◆ TEXTE
···

MÉDAILLE EN L’HONNEUR DE JACQUARD. M. Mouterde fils, fondeur, rue de la Reine, vient de frapper une médaille en l’honneur de cet illustre mécanicien. Cette médaille porte d’un côté, la tête, parfaitement ressemblante, de Jacquard, et de l’autre, une couronne de chêne avec ces mots : Au citoyen utile. Le prix est de cinq francs ; on la trouve chez lui, et chez M. Savy, libraire quai des Célestins.
La dernière livraison de la Revue Républicaine qui vient de paraître contient les articles suivans : Monumens révolutionnaires, par M. Cavaignac; Lettre au Rédacteur du Temps, par M. Dupont ; Quelques mots sur l’Enquête, considérée dans son influence sur les salaires ; Projet d’Enquête industrielle ; Résumé des nouvelles recherches des Géomètres sur l’ancienne chaleur de la terre ; les Hommes, et les Mœurs aux États-Unis de l’Amérique ; la Bohème ; le Proscrit. – Oh s’abonne, à Paris, au bureau, rue du Croissant, N° 16, et dans les Départemens, chez les libraires et les directeurs des Postes. – Prix : 22 fr. pour 6 mois qui forment deux forts volumes in-8.

···

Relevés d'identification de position

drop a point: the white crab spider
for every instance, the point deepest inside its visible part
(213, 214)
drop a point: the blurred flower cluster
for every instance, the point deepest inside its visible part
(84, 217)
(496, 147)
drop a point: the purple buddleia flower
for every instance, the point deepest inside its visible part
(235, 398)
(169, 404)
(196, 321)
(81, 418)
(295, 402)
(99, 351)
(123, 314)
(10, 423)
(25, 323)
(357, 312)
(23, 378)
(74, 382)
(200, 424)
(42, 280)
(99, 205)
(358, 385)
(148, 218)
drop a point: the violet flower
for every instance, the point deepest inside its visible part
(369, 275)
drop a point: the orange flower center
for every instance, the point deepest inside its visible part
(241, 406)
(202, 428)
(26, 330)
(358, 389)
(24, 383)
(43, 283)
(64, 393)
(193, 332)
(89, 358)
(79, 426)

···

◆ TÂCHES À FAIRE
**1)** Répondez aux questions suivantes sur le texte :
(a) Quels mots figurent à côté de la couronne de chêne sur la médaille ?
(b) Combien coûte la médaille ?
(c) Quel est le prix d'un abonnement de six mois à la Revue Républicaine ?
**2)** Poursuivez le texte sur la médaille de Jacquard et la Revue Républicaine après sa dernière phrase.

◆ LES RÉPONSES
**1)**
(a) « Au citoyen utile »
(b) Cinq francs
(c) 22 francs

**2)**
La liste du jury pour 1835 a été close, à Lyon, le 16 octobre dernier. Le total des citoyens inscrits monte à 4 020 pour la lre partie, comprenant les élections censitaires, et à 299 pour la seconde composée des capacités admises par la loi (en 1833 la lre partie montait à 3523 et la seconde à 311 ; en définitif, le nombre total des électeurs est accru de 485). Les 4 020 censitaires sont ainsi répartis, 1er arrondissement (Lyon midi) 1212, 2e arrondissement (Lyon nord) 1216, 3e arrondissement (Lyon ouest) 525, 4e arrondissement (cantons ruraux) 608, 5e arrondissement (Villefranche) 639. La 2e partie composée de 299 est ainsi répartie : ler arrondissement 77, 2e 35, 3e 56, 4e 53 et 5e 58.
VARIÉTÉS.
Bibliographie. Un exemplaire du Décameron de Boccace1, 1 vol. in-f° édition de Venise 1401, a été vendu dernièrement à Londres 55,000 fr. Idem. M. Cachard archiviste du royaume de Belgique, a découvert un petit ouvrage inédit de Charles-Quint, daté de Tunis, 25 juillet 1535, contenant la relation de la prise de cette ville, adressée à sa sœur Marie gouvernante des Pays-Bas. Idem. M. Swider de Philadelphie vient d’exécuter une bible in-4° avec des caractères en reliefs à l’usage des aveugles. Mécanique. Louis Torchi, menuisier milanais, vient de construire une machine qui exécute les trois premières règles de l’arithmétique. L’institut de Milan lui a décerné une médaille d’or.
MÉMORIAL HISTORIQUE.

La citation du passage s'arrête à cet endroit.